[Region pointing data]
--- START ---
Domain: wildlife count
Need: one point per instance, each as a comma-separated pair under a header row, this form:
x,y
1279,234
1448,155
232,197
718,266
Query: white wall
--- END ---
* [Problem statement] An exact reproduction of the data is required. Leave nothing out.

* [Reply to the exercise]
Domain: wildlife count
Need: one point per instance, each as a comma-separated pair under a header row, this form:
x,y
1279,234
1448,155
232,197
718,266
Query: white wall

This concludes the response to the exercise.